#### EXERCISE:
Your reply should be only the number of lines in the records that contain the word "outline".

= = = = = = =

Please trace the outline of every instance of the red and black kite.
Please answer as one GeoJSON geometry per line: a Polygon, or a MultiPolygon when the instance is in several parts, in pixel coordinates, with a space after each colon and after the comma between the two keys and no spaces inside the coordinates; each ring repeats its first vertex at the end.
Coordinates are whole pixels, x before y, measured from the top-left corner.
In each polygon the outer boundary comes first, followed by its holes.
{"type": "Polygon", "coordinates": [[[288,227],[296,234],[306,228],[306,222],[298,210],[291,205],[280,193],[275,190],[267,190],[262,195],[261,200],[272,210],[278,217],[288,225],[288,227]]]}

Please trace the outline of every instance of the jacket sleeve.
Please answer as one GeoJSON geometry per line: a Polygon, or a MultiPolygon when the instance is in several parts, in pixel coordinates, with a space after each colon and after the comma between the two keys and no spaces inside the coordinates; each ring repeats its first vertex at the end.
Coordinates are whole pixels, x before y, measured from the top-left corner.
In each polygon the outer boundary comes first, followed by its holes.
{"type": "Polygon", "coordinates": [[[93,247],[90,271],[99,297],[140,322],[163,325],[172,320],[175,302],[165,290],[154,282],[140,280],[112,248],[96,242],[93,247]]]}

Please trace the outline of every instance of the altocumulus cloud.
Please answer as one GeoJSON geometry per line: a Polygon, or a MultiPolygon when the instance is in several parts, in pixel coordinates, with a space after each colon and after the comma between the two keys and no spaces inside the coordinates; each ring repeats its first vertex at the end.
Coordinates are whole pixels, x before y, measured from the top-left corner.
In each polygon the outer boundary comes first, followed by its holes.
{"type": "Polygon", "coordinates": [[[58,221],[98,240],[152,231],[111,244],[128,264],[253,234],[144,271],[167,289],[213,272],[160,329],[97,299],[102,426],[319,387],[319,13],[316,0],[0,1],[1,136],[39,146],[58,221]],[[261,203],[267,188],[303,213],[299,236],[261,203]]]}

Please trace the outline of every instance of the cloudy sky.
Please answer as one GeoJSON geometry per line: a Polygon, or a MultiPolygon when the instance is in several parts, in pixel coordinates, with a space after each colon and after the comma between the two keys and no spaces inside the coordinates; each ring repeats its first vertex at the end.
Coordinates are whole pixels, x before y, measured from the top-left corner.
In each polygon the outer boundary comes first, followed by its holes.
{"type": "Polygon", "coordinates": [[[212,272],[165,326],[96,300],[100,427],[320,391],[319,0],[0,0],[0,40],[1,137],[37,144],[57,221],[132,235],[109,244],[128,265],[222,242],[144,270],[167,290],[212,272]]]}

= = = = = = =

#### SOLUTION:
4